_Суть задания_: Приведите каждую строку ниже, в которой встречается слово «metal».

=== Материал упражнения ===

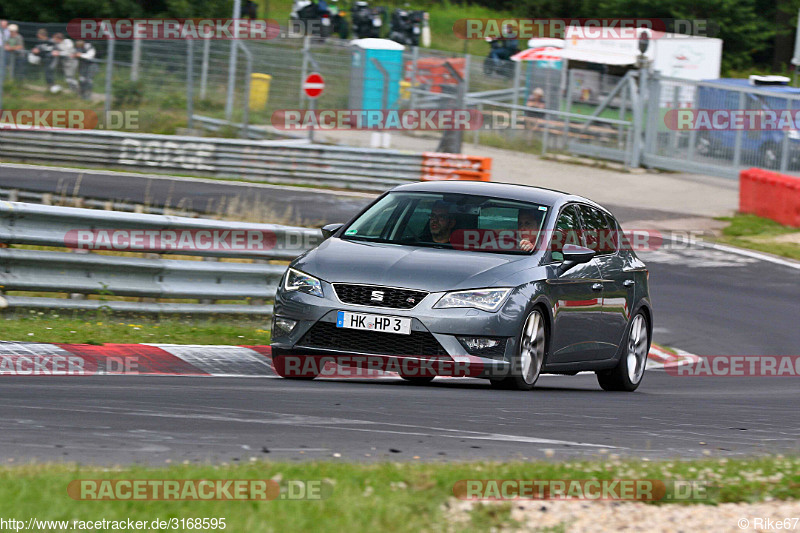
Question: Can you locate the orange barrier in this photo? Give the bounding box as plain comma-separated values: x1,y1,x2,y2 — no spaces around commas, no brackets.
739,168,800,228
405,57,466,93
420,152,492,181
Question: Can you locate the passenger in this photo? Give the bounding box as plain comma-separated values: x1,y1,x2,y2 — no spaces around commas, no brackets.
517,209,544,252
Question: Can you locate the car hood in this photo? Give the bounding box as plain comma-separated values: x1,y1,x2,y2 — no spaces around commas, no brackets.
293,238,532,292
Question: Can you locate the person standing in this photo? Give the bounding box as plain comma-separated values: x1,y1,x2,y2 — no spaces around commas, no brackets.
72,41,97,100
29,28,55,91
51,33,79,93
3,24,27,82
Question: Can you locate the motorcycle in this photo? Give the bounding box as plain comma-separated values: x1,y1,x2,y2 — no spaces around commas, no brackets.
290,0,332,39
483,37,519,78
350,1,383,39
389,9,425,46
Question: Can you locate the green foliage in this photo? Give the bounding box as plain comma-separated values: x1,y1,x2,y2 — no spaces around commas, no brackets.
0,0,233,22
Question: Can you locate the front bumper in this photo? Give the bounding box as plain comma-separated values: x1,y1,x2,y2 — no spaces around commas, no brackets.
272,281,529,378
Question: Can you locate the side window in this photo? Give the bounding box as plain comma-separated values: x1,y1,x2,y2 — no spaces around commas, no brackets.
581,205,617,255
603,213,622,254
550,205,583,262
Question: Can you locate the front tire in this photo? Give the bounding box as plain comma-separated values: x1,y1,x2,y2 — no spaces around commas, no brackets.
491,309,547,390
597,311,650,392
272,348,321,381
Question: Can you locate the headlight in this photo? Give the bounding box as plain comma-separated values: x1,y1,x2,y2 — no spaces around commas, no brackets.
433,288,511,311
283,268,322,298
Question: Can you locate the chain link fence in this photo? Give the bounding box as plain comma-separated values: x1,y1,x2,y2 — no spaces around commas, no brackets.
6,22,800,180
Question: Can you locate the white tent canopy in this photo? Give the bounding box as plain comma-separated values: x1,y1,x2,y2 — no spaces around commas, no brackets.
553,48,638,65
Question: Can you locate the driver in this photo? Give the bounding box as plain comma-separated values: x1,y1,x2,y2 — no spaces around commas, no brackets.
428,201,456,243
517,209,542,252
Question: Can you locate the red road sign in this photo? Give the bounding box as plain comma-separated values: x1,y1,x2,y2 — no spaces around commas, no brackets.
303,72,325,98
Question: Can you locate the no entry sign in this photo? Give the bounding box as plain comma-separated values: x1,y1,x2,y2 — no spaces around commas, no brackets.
303,72,325,98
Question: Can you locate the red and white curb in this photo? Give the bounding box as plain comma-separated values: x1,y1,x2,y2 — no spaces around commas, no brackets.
0,341,699,378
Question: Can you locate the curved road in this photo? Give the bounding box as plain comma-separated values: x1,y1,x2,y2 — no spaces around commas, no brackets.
0,166,800,464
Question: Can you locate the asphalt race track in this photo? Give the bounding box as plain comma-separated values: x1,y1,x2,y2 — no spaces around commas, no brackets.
0,371,800,464
0,167,800,464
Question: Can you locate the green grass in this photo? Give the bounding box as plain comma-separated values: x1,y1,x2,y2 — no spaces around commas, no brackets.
0,310,270,345
0,452,800,532
717,213,800,260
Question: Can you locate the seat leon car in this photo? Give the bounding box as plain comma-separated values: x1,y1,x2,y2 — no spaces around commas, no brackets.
272,181,653,391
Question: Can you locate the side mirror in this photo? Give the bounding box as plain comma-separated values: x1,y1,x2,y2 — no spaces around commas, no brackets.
322,224,344,240
562,244,595,264
558,244,595,276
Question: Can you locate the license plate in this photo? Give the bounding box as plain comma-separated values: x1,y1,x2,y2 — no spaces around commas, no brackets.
336,311,411,335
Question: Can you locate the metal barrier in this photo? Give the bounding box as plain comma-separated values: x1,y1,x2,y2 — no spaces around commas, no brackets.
0,202,322,315
0,129,488,191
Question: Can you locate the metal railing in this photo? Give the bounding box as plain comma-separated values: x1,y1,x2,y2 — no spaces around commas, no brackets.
0,129,476,191
0,202,322,315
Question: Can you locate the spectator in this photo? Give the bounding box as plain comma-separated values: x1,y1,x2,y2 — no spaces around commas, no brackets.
72,41,97,100
50,33,80,93
28,28,55,91
3,24,27,82
517,209,544,252
244,0,258,20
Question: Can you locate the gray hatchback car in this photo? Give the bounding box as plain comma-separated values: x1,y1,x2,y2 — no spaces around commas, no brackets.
272,181,653,391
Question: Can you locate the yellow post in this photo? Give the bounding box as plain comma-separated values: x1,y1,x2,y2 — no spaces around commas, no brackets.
250,72,272,111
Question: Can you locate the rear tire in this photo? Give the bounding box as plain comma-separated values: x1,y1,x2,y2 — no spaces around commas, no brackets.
491,309,547,390
597,311,650,392
272,348,321,381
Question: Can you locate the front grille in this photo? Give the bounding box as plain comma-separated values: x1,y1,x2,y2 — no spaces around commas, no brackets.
298,322,447,357
458,337,508,359
333,283,428,309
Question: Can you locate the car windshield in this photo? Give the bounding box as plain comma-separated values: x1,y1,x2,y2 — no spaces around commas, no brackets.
342,192,548,254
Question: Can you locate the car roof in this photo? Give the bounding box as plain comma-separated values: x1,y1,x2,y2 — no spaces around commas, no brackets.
392,180,611,214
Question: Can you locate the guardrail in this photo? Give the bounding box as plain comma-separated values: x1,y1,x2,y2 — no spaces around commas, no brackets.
0,202,322,315
0,129,488,191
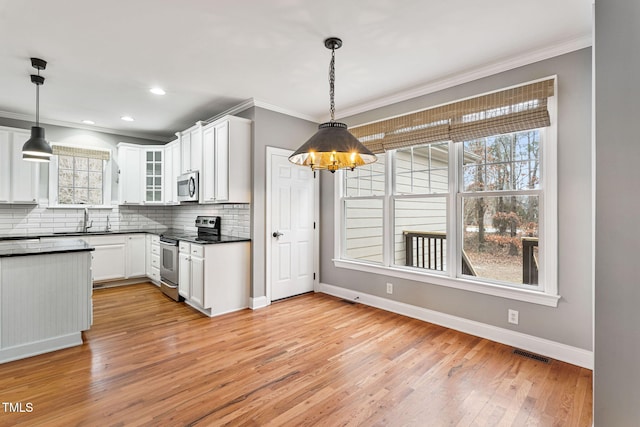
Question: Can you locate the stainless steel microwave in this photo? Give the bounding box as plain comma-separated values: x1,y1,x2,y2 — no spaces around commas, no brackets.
178,172,199,202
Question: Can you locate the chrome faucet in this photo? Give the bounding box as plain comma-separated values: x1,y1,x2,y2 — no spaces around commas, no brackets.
82,208,93,233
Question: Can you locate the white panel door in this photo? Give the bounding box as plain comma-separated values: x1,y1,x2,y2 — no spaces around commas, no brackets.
215,122,229,202
271,154,315,301
189,255,209,308
0,130,10,203
178,252,191,298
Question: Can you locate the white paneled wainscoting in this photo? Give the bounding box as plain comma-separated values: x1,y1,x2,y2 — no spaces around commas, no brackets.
0,201,251,238
0,251,92,363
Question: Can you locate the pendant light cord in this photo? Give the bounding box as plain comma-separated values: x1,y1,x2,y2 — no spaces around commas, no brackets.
36,70,40,127
329,47,336,122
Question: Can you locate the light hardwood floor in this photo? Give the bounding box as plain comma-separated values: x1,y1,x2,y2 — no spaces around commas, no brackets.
0,284,592,426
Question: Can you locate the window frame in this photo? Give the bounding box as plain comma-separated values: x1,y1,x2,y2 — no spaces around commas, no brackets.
333,81,561,307
48,143,113,209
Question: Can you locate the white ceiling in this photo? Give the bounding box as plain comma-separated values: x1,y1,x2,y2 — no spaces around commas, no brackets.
0,0,592,140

===

_Письменный ответ_:
Question: Can you locate the metal barrier in this photo? Give the bounding box as plain comma-separated values: x1,y1,x2,y2 — no spaces around commas, no brackets.
Question: Can you locate the metal railing in this photo? Give the bounding box as plain comma-separated values: x1,y1,x2,y2 — no spaces around commas, no brackets.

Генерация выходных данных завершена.